WHAT IS REQUIRED: Gather every line in the records below that contains the string "door", copying each line in full. Letter case matters.

Coordinate labeling data:
******************************
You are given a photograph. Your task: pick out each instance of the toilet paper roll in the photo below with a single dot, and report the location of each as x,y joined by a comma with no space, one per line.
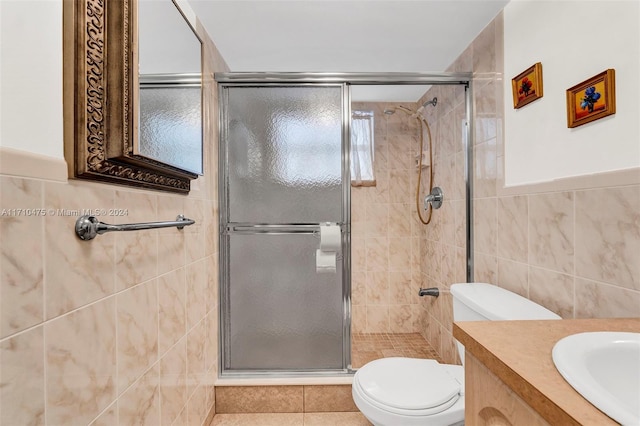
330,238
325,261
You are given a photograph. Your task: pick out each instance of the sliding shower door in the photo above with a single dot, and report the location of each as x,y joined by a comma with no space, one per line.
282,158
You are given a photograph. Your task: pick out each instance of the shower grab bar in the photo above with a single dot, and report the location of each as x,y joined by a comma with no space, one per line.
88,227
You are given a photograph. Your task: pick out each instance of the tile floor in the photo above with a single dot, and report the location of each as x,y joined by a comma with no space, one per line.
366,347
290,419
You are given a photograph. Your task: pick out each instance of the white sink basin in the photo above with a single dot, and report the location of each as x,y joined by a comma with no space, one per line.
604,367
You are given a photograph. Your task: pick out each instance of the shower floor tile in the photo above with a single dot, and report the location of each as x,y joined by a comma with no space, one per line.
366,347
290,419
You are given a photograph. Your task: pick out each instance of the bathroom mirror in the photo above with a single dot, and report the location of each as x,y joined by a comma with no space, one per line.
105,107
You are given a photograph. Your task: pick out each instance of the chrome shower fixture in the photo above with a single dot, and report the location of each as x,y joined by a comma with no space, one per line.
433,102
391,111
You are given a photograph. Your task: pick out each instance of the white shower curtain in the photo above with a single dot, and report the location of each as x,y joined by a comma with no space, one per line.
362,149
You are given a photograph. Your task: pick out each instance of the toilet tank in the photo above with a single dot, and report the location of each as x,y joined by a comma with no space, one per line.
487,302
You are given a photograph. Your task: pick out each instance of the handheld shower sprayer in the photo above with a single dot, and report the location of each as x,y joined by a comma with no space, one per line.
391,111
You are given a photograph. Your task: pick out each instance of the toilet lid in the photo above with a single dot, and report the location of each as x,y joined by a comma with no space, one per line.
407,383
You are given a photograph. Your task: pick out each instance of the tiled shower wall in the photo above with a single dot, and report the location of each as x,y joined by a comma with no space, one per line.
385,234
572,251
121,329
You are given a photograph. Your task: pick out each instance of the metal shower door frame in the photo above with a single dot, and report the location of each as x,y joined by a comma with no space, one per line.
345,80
******************************
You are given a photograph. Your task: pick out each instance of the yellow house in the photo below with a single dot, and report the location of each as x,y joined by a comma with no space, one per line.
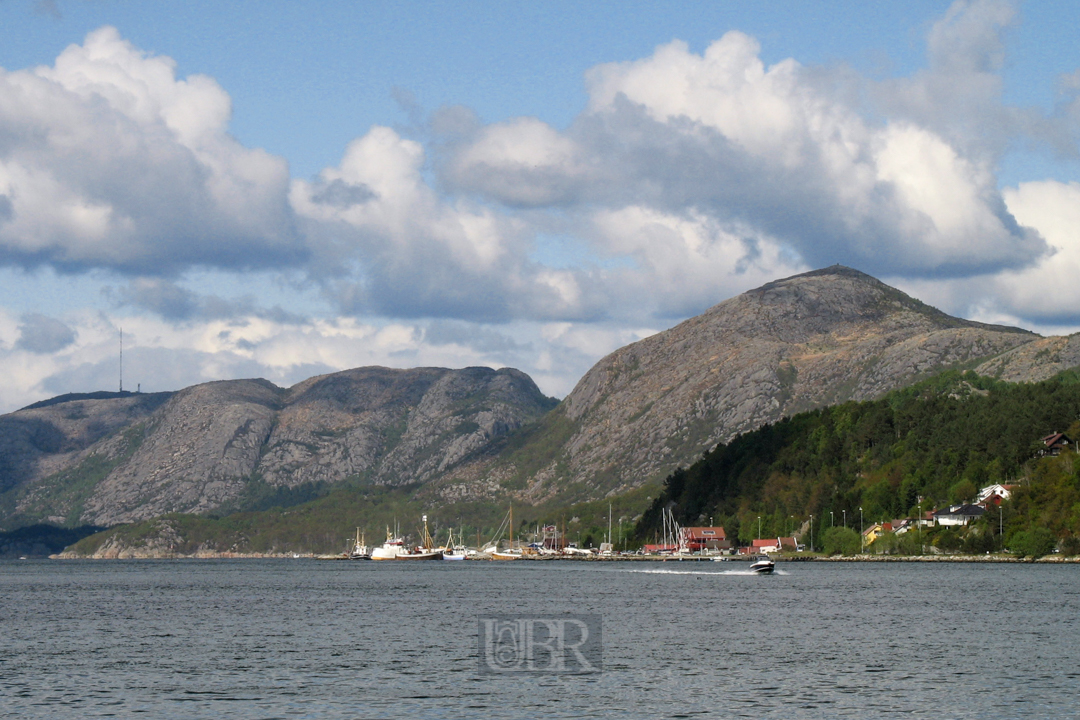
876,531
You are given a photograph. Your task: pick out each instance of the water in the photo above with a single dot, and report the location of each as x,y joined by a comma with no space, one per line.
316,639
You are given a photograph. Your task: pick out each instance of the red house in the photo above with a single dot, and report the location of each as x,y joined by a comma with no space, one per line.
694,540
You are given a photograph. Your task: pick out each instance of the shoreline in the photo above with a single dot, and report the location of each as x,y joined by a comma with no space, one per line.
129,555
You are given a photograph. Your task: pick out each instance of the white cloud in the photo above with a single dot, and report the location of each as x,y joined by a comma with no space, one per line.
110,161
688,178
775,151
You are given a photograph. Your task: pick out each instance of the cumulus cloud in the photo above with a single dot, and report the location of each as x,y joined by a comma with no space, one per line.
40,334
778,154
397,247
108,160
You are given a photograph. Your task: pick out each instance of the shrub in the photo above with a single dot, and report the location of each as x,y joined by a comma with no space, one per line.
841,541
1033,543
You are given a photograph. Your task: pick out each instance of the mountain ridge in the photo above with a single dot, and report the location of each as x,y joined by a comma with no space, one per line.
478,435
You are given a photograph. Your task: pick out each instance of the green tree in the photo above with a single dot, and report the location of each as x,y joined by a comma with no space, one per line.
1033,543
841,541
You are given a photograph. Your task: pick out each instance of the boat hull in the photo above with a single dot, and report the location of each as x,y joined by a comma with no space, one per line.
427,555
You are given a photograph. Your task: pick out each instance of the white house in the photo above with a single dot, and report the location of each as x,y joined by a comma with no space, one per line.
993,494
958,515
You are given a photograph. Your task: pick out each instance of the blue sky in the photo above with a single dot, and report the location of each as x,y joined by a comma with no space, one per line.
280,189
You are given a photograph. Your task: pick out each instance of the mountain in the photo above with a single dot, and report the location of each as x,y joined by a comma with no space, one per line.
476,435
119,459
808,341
******************************
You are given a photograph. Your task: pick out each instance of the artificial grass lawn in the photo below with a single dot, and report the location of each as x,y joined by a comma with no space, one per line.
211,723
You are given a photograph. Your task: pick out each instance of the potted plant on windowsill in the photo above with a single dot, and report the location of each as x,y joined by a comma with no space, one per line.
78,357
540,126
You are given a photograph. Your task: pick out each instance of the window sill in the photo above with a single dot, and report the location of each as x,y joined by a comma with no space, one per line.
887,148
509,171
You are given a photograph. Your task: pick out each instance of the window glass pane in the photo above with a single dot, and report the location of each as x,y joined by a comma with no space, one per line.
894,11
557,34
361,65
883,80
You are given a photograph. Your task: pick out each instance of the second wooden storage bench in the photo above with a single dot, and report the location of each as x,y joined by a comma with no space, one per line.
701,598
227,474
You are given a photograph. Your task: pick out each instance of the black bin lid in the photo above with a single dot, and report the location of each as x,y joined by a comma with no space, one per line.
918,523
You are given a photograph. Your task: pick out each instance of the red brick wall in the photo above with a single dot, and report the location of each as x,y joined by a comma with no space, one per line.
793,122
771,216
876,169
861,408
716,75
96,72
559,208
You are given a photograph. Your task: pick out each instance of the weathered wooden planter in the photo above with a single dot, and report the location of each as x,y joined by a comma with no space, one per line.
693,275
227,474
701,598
******************************
RESULT:
You are given a photograph. Your task: pick out each instance of the sliding shower door in the photo above with a single dot, and report the location of each as x,y joined by a comma with no space, one per line.
You are given a photograph. Your task: pick out each instance of the metal shower door frame in the photo above with a single dot, and report the location of each as x,y joined by a comma with no space, one per line.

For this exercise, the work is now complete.